begin
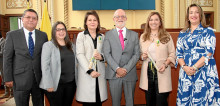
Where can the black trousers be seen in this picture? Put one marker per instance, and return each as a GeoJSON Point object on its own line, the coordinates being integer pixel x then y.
{"type": "Point", "coordinates": [63, 96]}
{"type": "Point", "coordinates": [22, 97]}
{"type": "Point", "coordinates": [98, 99]}
{"type": "Point", "coordinates": [153, 97]}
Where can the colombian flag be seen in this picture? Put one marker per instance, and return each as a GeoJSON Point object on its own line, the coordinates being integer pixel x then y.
{"type": "Point", "coordinates": [45, 23]}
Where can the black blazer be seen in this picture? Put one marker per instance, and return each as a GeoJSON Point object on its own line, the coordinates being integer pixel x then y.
{"type": "Point", "coordinates": [18, 65]}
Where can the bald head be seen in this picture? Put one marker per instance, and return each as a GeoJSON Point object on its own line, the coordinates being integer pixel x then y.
{"type": "Point", "coordinates": [120, 18]}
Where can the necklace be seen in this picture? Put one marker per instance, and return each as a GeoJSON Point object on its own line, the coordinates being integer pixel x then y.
{"type": "Point", "coordinates": [154, 35]}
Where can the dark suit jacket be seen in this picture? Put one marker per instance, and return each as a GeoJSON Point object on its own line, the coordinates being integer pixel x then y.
{"type": "Point", "coordinates": [18, 64]}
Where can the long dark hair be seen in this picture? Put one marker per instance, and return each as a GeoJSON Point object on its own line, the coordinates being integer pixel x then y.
{"type": "Point", "coordinates": [66, 39]}
{"type": "Point", "coordinates": [163, 35]}
{"type": "Point", "coordinates": [201, 16]}
{"type": "Point", "coordinates": [97, 17]}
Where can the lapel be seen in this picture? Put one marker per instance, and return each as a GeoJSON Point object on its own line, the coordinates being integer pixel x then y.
{"type": "Point", "coordinates": [99, 42]}
{"type": "Point", "coordinates": [116, 36]}
{"type": "Point", "coordinates": [37, 42]}
{"type": "Point", "coordinates": [87, 36]}
{"type": "Point", "coordinates": [128, 37]}
{"type": "Point", "coordinates": [23, 40]}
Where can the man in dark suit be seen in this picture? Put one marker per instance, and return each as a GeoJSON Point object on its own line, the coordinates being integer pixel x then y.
{"type": "Point", "coordinates": [22, 60]}
{"type": "Point", "coordinates": [121, 50]}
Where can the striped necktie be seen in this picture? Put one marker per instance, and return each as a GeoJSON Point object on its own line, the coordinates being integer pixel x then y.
{"type": "Point", "coordinates": [31, 44]}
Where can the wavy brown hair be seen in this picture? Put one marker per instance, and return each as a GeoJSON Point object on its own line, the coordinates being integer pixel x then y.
{"type": "Point", "coordinates": [201, 16]}
{"type": "Point", "coordinates": [66, 39]}
{"type": "Point", "coordinates": [163, 35]}
{"type": "Point", "coordinates": [96, 16]}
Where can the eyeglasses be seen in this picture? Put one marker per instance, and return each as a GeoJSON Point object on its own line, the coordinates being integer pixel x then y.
{"type": "Point", "coordinates": [33, 18]}
{"type": "Point", "coordinates": [120, 16]}
{"type": "Point", "coordinates": [62, 29]}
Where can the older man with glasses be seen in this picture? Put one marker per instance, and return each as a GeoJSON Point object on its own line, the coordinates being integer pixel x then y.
{"type": "Point", "coordinates": [121, 50]}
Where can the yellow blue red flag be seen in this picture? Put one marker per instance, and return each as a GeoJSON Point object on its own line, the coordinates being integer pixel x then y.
{"type": "Point", "coordinates": [45, 23]}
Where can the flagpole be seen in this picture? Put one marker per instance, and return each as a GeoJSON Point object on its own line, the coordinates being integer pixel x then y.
{"type": "Point", "coordinates": [28, 4]}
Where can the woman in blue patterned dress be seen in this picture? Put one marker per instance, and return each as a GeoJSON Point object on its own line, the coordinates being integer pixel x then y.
{"type": "Point", "coordinates": [198, 76]}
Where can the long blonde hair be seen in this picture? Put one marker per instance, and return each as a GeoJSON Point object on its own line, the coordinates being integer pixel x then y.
{"type": "Point", "coordinates": [163, 35]}
{"type": "Point", "coordinates": [201, 16]}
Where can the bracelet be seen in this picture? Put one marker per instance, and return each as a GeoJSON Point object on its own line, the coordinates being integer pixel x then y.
{"type": "Point", "coordinates": [195, 67]}
{"type": "Point", "coordinates": [165, 65]}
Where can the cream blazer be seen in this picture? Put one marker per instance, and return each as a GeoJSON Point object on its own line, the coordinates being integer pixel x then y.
{"type": "Point", "coordinates": [86, 86]}
{"type": "Point", "coordinates": [163, 52]}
end
_GIVEN PROBLEM_
Copy all of the material above word for word, omitting the pictures.

_FINAL RESULT_
Where can the black trousers be seen in this picture? Put one marker per instance, and return each as a GeoJSON Point object on its own line, the coordinates being integer pixel x then y.
{"type": "Point", "coordinates": [63, 96]}
{"type": "Point", "coordinates": [22, 97]}
{"type": "Point", "coordinates": [98, 99]}
{"type": "Point", "coordinates": [153, 97]}
Where can the colombian flag be seen in this picture? Put one marker per instance, and return each as a GeoJSON Point object on its own line, the coordinates being integer pixel x then y.
{"type": "Point", "coordinates": [45, 23]}
Where can the black blazer be seen in this picture? Put one marker per instance, and return each as a GeoJSON Point object on its own line, the coordinates being integer pixel x then y.
{"type": "Point", "coordinates": [18, 65]}
Where can the bald head be seen in this picture? Put one marker per instance, and return each as a GeoJSON Point object on its own line, the coordinates being integer pixel x then y.
{"type": "Point", "coordinates": [120, 18]}
Where can the necklace be seen in this picture? Put one marker per instance, and return each as a GeoJSON Point object on its own line, the coordinates being integer pixel x then y.
{"type": "Point", "coordinates": [154, 35]}
Where can the dark suit jacket be seen in this picture? Put one marker per instance, and return each as a GeoJSON Point object on its own line, the coordinates being integer pixel x then y.
{"type": "Point", "coordinates": [18, 64]}
Where can the long dark hair be seen in this picture? Put one marker per instance, and return each as a GeoJSON Point object on its own line, the coordinates being integer pixel x then y.
{"type": "Point", "coordinates": [66, 39]}
{"type": "Point", "coordinates": [163, 35]}
{"type": "Point", "coordinates": [201, 16]}
{"type": "Point", "coordinates": [97, 17]}
Where can the lapel be seen in this picture? Put one marker per instance, and return each as a GeoJSON Point object on its own line, the coordinates being integer pixel x then y.
{"type": "Point", "coordinates": [99, 42]}
{"type": "Point", "coordinates": [116, 36]}
{"type": "Point", "coordinates": [37, 42]}
{"type": "Point", "coordinates": [87, 36]}
{"type": "Point", "coordinates": [128, 37]}
{"type": "Point", "coordinates": [23, 40]}
Where can the man in dark suit be seen in this picture? Put one marker per instance, and return each as a GeoJSON Point object on its own line, the coordinates being integer pixel x then y.
{"type": "Point", "coordinates": [22, 60]}
{"type": "Point", "coordinates": [121, 50]}
Where can the striped necktie be seen in this picture? Put one marker per instance, and return each as a GeoJSON Point object on its own line, the coordinates being integer pixel x then y.
{"type": "Point", "coordinates": [31, 44]}
Where can the wavy brown hair be seen in this picture? Put one marker per instance, and return each as a GeoJSON Point object on its own line, the coordinates being integer pixel x then y.
{"type": "Point", "coordinates": [201, 16]}
{"type": "Point", "coordinates": [66, 39]}
{"type": "Point", "coordinates": [163, 35]}
{"type": "Point", "coordinates": [96, 16]}
Where can the eyeglasses be seen in this picture? Put one marker per instance, and return each as a GeoJSON Point object on its own line, the coordinates being integer pixel x then y.
{"type": "Point", "coordinates": [33, 18]}
{"type": "Point", "coordinates": [120, 16]}
{"type": "Point", "coordinates": [62, 29]}
Where can the older man with glasses be seen in this picture? Put one marker per instance, and return each as a GeoJSON Point object on its own line, the coordinates being integer pixel x then y.
{"type": "Point", "coordinates": [121, 50]}
Where can the yellow blue red flag be seen in this picture? Put one marker per instance, and return each as a GeoJSON Point object on its own line, the coordinates being integer pixel x then y.
{"type": "Point", "coordinates": [45, 23]}
Where can the flagpole be seen in this picture? Put one marker per instance, and return each as a GeoJSON Point object on its own line, the coordinates being integer pixel x then y.
{"type": "Point", "coordinates": [28, 4]}
Where can the woman in blue patterned dress be seen in this picture? Put one marker per instance, and return each as a GeoJSON Point object on its own line, the coordinates being integer pixel x then y.
{"type": "Point", "coordinates": [198, 76]}
Where can the long blonde hair be seen in this picture? Put one marker per instance, and return each as a GeoJSON Point object on its own line, the coordinates being integer pixel x then y.
{"type": "Point", "coordinates": [163, 35]}
{"type": "Point", "coordinates": [201, 16]}
Where can the bracelet be seen in this picture? Put one marker per instance, and return each as a GeoJSON Point object on its own line, the coordinates being integer pixel x then y.
{"type": "Point", "coordinates": [195, 67]}
{"type": "Point", "coordinates": [165, 65]}
Where can the cream blazer be seen in this picture? Put one marker per instance, and return each as a GeoJSON Point object on its own line, the coordinates being integer pixel x then y.
{"type": "Point", "coordinates": [86, 86]}
{"type": "Point", "coordinates": [163, 52]}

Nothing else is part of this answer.